§ Work task: In the listing below, find the line holding "the dark wood" and the line holding "the door glass". Write out those two lines and all lines between, exactly, and nothing more.

◇ ◇ ◇ ◇ ◇

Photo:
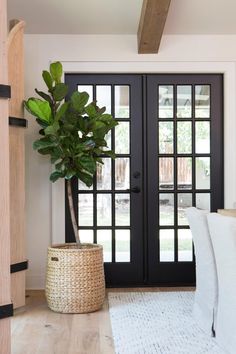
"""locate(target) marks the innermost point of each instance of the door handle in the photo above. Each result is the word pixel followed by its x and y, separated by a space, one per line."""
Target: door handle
pixel 135 189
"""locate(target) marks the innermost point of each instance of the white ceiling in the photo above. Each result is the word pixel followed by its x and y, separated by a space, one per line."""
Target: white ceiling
pixel 121 16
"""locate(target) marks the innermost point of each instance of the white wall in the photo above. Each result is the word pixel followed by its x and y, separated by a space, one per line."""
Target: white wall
pixel 196 54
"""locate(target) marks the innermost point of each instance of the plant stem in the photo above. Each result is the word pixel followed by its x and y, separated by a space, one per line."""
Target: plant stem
pixel 72 213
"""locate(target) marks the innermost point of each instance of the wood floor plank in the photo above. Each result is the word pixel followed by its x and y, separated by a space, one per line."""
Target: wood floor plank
pixel 38 330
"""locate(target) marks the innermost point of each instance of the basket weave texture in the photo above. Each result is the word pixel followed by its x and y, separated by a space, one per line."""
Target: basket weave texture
pixel 75 278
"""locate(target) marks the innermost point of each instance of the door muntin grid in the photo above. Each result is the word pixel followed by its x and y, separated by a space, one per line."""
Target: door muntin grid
pixel 184 164
pixel 108 201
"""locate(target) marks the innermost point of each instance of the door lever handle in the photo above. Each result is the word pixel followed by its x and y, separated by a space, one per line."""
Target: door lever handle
pixel 135 189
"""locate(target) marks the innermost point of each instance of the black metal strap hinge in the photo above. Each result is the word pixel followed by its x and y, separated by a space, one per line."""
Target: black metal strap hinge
pixel 18 122
pixel 18 267
pixel 5 91
pixel 6 311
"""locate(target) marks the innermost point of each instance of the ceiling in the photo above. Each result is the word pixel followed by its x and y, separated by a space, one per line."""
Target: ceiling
pixel 121 16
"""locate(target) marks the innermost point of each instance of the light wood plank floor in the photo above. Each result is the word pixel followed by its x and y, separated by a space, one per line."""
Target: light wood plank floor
pixel 38 330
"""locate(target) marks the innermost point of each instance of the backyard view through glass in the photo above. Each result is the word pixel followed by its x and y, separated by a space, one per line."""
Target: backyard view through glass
pixel 169 157
pixel 105 207
pixel 184 164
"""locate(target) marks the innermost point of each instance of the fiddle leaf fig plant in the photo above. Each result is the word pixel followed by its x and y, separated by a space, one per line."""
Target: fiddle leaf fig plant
pixel 72 132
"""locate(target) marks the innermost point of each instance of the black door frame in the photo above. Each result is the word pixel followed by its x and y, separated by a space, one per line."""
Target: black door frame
pixel 123 274
pixel 176 273
pixel 147 242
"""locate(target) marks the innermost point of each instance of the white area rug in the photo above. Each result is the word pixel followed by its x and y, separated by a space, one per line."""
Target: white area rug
pixel 157 322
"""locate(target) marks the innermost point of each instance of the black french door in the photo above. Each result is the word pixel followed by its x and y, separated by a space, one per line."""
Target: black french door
pixel 169 156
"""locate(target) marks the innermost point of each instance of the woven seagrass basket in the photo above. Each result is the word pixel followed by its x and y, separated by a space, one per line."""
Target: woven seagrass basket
pixel 75 278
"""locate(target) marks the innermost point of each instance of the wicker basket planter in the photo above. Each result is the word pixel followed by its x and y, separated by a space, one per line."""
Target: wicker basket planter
pixel 75 278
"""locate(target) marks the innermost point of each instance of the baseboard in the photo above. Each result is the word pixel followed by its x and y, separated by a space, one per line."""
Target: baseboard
pixel 35 282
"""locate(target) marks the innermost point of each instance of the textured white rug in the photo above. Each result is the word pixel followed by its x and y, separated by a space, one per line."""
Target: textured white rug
pixel 157 322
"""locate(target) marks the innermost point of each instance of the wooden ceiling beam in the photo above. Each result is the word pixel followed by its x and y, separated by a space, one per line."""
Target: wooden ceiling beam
pixel 151 25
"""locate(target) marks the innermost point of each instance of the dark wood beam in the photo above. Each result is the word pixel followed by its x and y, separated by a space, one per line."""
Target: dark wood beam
pixel 151 25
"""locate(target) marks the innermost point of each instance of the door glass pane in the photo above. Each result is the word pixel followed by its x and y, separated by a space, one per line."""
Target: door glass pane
pixel 184 101
pixel 203 201
pixel 166 239
pixel 122 207
pixel 202 101
pixel 184 202
pixel 165 137
pixel 203 172
pixel 108 140
pixel 202 137
pixel 184 173
pixel 166 173
pixel 122 138
pixel 185 246
pixel 104 174
pixel 104 239
pixel 86 236
pixel 122 101
pixel 184 137
pixel 82 186
pixel 166 207
pixel 122 171
pixel 85 210
pixel 103 97
pixel 122 245
pixel 88 89
pixel 166 101
pixel 104 209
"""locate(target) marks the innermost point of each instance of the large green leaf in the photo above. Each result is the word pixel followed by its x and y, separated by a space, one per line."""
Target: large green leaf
pixel 52 129
pixel 40 109
pixel 47 79
pixel 56 71
pixel 43 143
pixel 91 110
pixel 44 96
pixel 60 92
pixel 61 111
pixel 79 100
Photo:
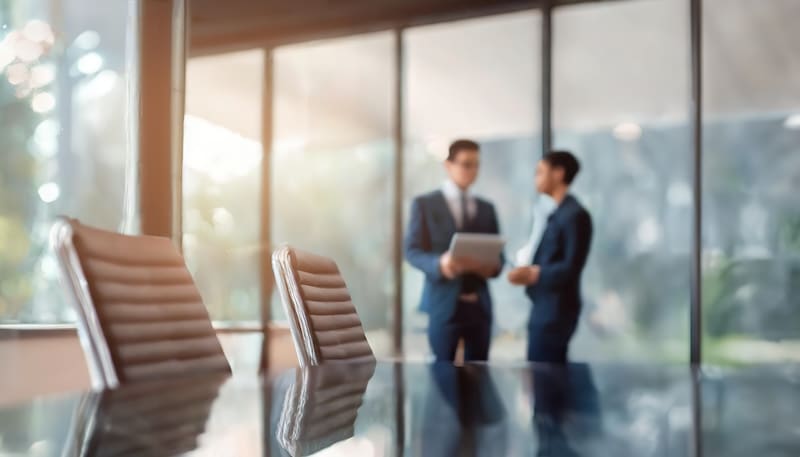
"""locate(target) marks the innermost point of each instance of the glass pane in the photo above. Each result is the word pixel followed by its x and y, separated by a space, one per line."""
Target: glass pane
pixel 477 79
pixel 332 165
pixel 620 98
pixel 65 121
pixel 222 182
pixel 751 173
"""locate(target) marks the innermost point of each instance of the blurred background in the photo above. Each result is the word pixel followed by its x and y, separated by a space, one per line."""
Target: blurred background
pixel 621 100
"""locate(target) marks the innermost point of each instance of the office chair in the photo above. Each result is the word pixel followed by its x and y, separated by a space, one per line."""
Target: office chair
pixel 140 316
pixel 321 406
pixel 153 418
pixel 322 318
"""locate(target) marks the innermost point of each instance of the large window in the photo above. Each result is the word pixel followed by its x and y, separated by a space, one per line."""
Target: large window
pixel 222 181
pixel 65 122
pixel 751 208
pixel 620 102
pixel 332 162
pixel 477 79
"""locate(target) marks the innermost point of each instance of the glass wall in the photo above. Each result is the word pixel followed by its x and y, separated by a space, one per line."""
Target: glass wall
pixel 620 103
pixel 751 174
pixel 65 121
pixel 332 161
pixel 477 79
pixel 222 181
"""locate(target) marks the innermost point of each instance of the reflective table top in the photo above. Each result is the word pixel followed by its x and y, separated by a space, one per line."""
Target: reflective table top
pixel 413 409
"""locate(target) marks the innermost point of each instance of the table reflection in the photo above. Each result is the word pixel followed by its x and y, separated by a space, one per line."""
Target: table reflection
pixel 320 407
pixel 463 414
pixel 149 419
pixel 566 409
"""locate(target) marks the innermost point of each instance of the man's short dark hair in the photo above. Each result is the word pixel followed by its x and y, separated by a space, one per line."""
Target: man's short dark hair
pixel 565 160
pixel 461 145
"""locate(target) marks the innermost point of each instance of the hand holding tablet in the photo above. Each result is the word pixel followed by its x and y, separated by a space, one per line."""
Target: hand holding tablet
pixel 478 250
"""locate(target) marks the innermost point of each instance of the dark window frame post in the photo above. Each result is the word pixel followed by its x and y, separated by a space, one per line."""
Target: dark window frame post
pixel 397 216
pixel 696 301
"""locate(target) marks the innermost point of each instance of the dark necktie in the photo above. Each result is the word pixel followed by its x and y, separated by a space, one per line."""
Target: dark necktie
pixel 464 212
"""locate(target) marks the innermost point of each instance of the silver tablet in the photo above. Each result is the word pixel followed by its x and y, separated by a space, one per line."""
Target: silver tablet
pixel 482 247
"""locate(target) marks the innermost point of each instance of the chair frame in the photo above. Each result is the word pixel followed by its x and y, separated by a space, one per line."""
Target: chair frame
pixel 102 371
pixel 293 304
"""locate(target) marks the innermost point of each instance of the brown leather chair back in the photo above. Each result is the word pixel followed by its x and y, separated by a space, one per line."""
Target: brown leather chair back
pixel 322 317
pixel 140 314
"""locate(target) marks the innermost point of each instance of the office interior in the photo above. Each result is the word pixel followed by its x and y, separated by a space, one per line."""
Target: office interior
pixel 236 127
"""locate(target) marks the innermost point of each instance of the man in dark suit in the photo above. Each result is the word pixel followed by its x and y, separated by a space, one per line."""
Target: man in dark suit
pixel 455 295
pixel 553 281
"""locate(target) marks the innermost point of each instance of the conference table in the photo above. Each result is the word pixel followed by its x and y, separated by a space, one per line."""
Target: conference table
pixel 426 409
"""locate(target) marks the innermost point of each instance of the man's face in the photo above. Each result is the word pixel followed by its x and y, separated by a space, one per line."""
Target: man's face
pixel 547 177
pixel 463 169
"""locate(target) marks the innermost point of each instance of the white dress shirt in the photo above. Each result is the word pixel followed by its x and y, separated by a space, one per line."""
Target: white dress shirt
pixel 542 209
pixel 452 193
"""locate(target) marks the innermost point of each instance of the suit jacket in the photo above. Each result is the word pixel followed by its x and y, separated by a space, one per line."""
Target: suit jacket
pixel 430 229
pixel 561 255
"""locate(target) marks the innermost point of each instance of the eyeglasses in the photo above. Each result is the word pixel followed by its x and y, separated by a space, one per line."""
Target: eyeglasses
pixel 468 165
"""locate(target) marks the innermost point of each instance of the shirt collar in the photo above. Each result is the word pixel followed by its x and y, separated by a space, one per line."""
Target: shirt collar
pixel 451 190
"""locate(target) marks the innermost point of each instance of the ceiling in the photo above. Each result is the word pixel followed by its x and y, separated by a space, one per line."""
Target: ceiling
pixel 218 26
pixel 626 62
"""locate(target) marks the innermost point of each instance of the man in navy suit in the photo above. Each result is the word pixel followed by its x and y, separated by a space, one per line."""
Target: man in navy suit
pixel 553 280
pixel 456 295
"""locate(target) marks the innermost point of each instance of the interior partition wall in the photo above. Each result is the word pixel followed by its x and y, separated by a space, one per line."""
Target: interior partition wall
pixel 686 129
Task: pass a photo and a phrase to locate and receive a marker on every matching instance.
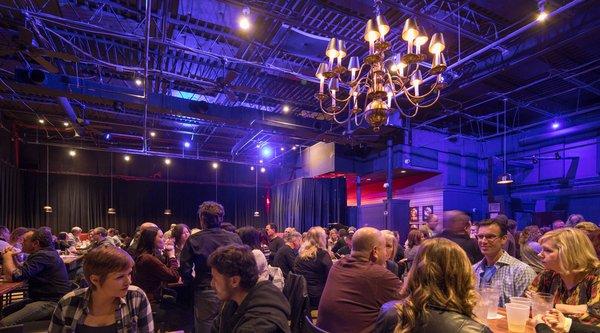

◇ ◇ ◇ ◇ ◇

§ Final answer:
"""locate(target) marks the innermost point of each instance of the dark wood beam in the photo above. Each result is the word pixel followed by its x and y, separated by a space, one per line."""
Target: dark wood beam
pixel 151 25
"""locate(target) marks the innermost point of each instance of the door glass pane in the photo above. Each result is the word pixel followed by its x and y, separated by a space, one per line."""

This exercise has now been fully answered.